▶ [Records excerpted from a collection]
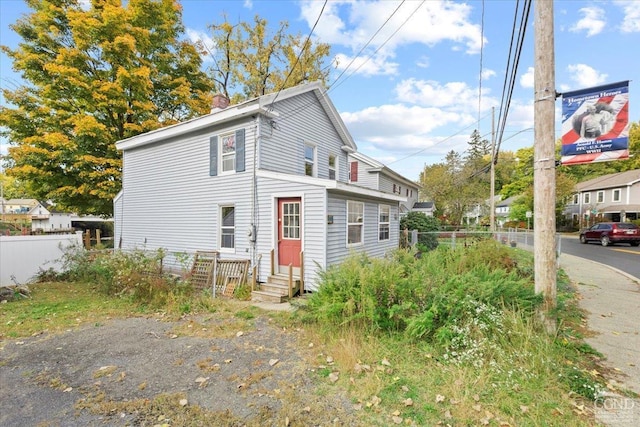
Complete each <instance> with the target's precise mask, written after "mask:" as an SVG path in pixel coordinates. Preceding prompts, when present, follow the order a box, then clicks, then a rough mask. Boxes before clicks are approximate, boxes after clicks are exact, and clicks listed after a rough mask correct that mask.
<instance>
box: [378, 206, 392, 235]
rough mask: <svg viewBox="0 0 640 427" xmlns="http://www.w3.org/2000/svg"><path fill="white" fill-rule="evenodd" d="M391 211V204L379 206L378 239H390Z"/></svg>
mask: <svg viewBox="0 0 640 427" xmlns="http://www.w3.org/2000/svg"><path fill="white" fill-rule="evenodd" d="M389 213H390V208H389V206H387V205H380V206H379V207H378V240H389V228H390V227H389V226H390V224H389V216H390V215H389Z"/></svg>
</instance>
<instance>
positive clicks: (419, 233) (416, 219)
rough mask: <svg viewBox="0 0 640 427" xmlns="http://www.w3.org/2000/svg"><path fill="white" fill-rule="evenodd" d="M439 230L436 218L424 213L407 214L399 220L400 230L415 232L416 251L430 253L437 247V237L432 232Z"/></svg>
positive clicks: (436, 236) (414, 211) (437, 223)
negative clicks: (423, 251)
mask: <svg viewBox="0 0 640 427" xmlns="http://www.w3.org/2000/svg"><path fill="white" fill-rule="evenodd" d="M439 229H440V221H438V218H434V217H432V216H427V215H426V214H425V213H424V212H416V211H413V212H409V213H407V214H406V215H405V216H403V217H402V218H401V219H400V230H409V231H413V230H417V231H418V233H419V235H418V243H417V245H418V250H420V251H430V250H431V249H435V248H437V247H438V236H437V235H436V234H435V233H434V231H438V230H439Z"/></svg>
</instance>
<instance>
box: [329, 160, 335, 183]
mask: <svg viewBox="0 0 640 427" xmlns="http://www.w3.org/2000/svg"><path fill="white" fill-rule="evenodd" d="M329 179H336V156H334V155H333V154H329Z"/></svg>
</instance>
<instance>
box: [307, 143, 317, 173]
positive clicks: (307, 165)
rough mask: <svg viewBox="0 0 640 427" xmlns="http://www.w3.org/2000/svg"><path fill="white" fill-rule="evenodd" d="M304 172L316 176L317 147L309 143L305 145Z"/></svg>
mask: <svg viewBox="0 0 640 427" xmlns="http://www.w3.org/2000/svg"><path fill="white" fill-rule="evenodd" d="M304 174H305V175H307V176H316V147H314V146H313V145H309V144H305V145H304Z"/></svg>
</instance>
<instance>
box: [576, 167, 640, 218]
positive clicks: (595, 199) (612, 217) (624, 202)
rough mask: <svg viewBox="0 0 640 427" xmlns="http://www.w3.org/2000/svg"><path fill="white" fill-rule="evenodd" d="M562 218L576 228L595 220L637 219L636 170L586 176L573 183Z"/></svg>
mask: <svg viewBox="0 0 640 427" xmlns="http://www.w3.org/2000/svg"><path fill="white" fill-rule="evenodd" d="M564 214H565V216H566V218H568V219H571V220H572V221H573V222H574V224H576V225H577V226H578V227H580V228H582V227H586V226H587V225H591V224H592V223H593V222H595V221H597V220H599V221H629V220H634V219H639V218H640V169H634V170H630V171H627V172H619V173H614V174H610V175H604V176H601V177H598V178H594V179H590V180H588V181H584V182H581V183H579V184H577V185H576V193H575V194H574V195H573V197H572V199H571V201H570V202H569V204H567V206H566V207H565V210H564Z"/></svg>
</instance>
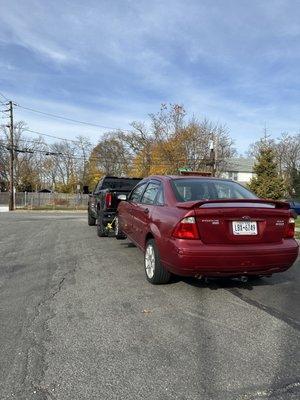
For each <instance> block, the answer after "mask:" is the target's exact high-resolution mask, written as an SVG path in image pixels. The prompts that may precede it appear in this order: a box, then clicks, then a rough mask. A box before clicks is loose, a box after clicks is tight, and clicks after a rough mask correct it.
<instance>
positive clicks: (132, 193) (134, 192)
mask: <svg viewBox="0 0 300 400" xmlns="http://www.w3.org/2000/svg"><path fill="white" fill-rule="evenodd" d="M147 183H148V182H145V183H143V184H141V185H139V186H138V187H136V188H135V189H134V190H133V191H132V192H131V195H130V198H129V201H132V202H133V203H139V202H140V199H141V196H142V194H143V192H144V189H145V187H146V185H147Z"/></svg>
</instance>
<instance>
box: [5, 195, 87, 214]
mask: <svg viewBox="0 0 300 400" xmlns="http://www.w3.org/2000/svg"><path fill="white" fill-rule="evenodd" d="M88 198H89V195H88V194H81V193H78V194H69V193H38V192H18V193H15V205H16V208H17V209H18V208H19V209H28V210H68V209H69V210H85V209H86V208H87V204H88ZM8 203H9V193H7V192H0V206H7V205H8Z"/></svg>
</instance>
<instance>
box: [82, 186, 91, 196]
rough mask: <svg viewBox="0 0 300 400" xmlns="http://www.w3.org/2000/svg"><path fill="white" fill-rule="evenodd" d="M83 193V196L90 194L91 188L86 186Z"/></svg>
mask: <svg viewBox="0 0 300 400" xmlns="http://www.w3.org/2000/svg"><path fill="white" fill-rule="evenodd" d="M82 191H83V194H90V192H89V187H88V186H86V185H85V186H83V188H82Z"/></svg>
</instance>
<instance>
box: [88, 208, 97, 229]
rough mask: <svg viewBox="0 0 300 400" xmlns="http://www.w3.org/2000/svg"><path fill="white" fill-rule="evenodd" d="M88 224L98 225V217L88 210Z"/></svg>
mask: <svg viewBox="0 0 300 400" xmlns="http://www.w3.org/2000/svg"><path fill="white" fill-rule="evenodd" d="M88 225H89V226H95V225H96V218H94V217H92V216H91V214H90V212H89V211H88Z"/></svg>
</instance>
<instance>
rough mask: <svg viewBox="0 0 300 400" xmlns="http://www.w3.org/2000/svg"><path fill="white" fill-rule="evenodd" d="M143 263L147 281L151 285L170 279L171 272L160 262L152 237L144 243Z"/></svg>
mask: <svg viewBox="0 0 300 400" xmlns="http://www.w3.org/2000/svg"><path fill="white" fill-rule="evenodd" d="M144 265H145V273H146V278H147V281H148V282H150V283H152V284H153V285H159V284H162V283H168V282H169V281H170V278H171V274H170V272H169V271H167V270H166V269H165V268H164V267H163V265H162V264H161V261H160V257H159V253H158V249H157V246H156V243H155V240H154V239H150V240H148V242H147V244H146V249H145V258H144Z"/></svg>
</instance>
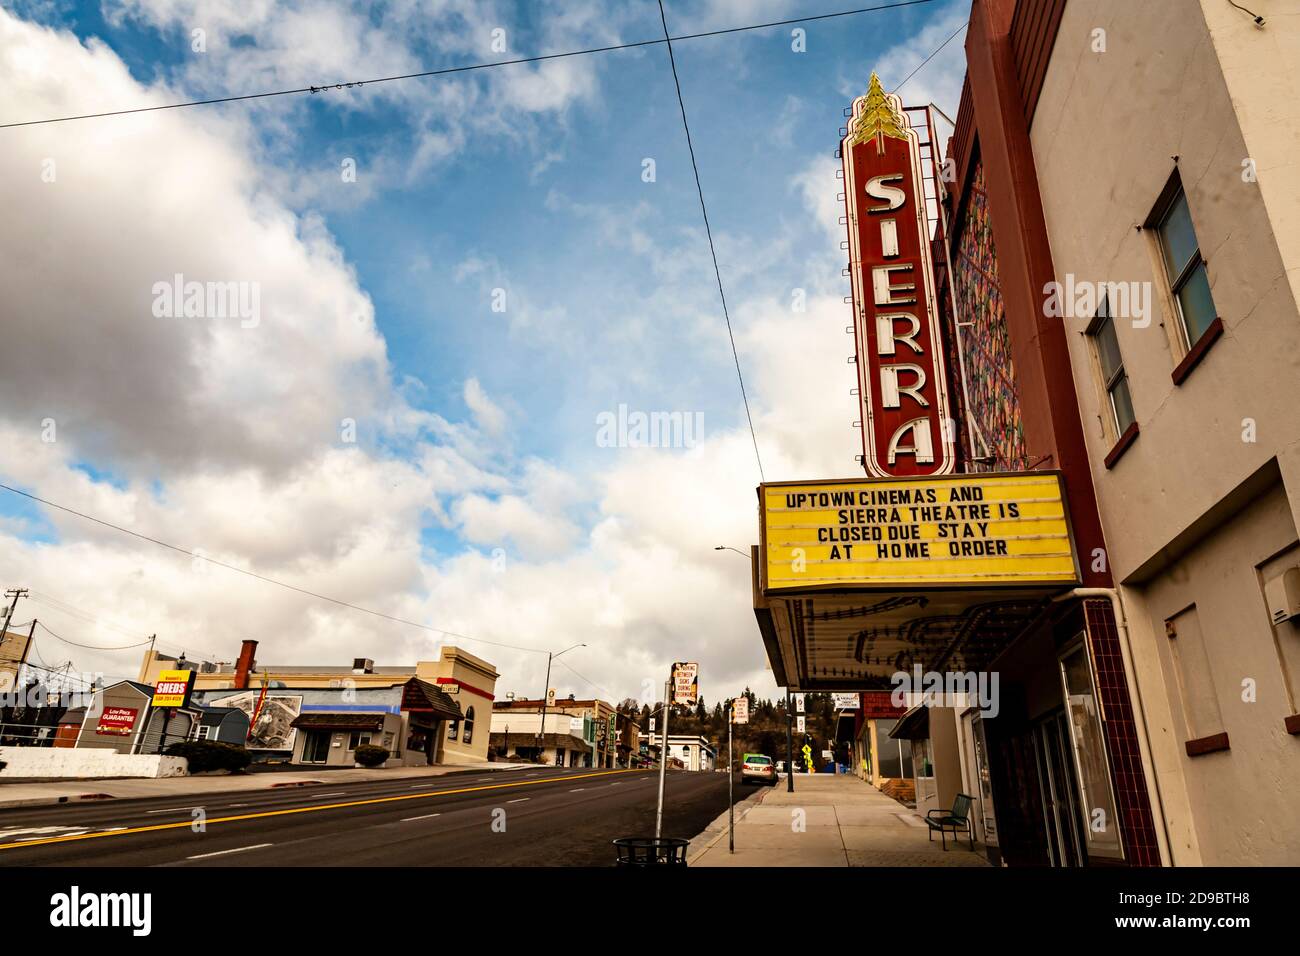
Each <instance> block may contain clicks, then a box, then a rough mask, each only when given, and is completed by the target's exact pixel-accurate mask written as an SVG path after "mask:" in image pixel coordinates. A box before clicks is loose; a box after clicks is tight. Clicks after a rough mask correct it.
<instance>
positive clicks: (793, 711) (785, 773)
mask: <svg viewBox="0 0 1300 956" xmlns="http://www.w3.org/2000/svg"><path fill="white" fill-rule="evenodd" d="M785 792H787V793H793V792H794V701H793V700H792V698H790V688H785Z"/></svg>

▶ [Request]
Could you set down, character for character, the stretch of the material from its start through the line containing "positive clicks: (436, 236)", leaving out the pictures?

▶ [Answer for the task]
Complete each <instance> with the target's precise mask, written after "mask:" as an SVG path in pixel coordinates. Preceding prompts, when present, follow the order a box, then clicks, then a rough mask. Boxes before clicks are approximate, boxes after clicks are exact, and clicks listed after a rough mask correct that mask.
<instance>
box: [378, 206, 392, 235]
rough mask: <svg viewBox="0 0 640 427" xmlns="http://www.w3.org/2000/svg"><path fill="white" fill-rule="evenodd" d="M391 211V204L379 206L378 239H390Z"/></svg>
mask: <svg viewBox="0 0 640 427" xmlns="http://www.w3.org/2000/svg"><path fill="white" fill-rule="evenodd" d="M389 213H390V208H389V206H387V205H380V206H379V207H378V240H389V228H390V227H389V226H390V224H389V216H390V215H389Z"/></svg>
</instance>
<instance>
positive clicks: (419, 233) (416, 219)
rough mask: <svg viewBox="0 0 640 427" xmlns="http://www.w3.org/2000/svg"><path fill="white" fill-rule="evenodd" d="M439 230L436 218L424 213L407 214L399 220L400 230L415 232L416 251L430 253L437 247V237L432 232Z"/></svg>
positive clicks: (436, 236) (414, 211) (437, 223)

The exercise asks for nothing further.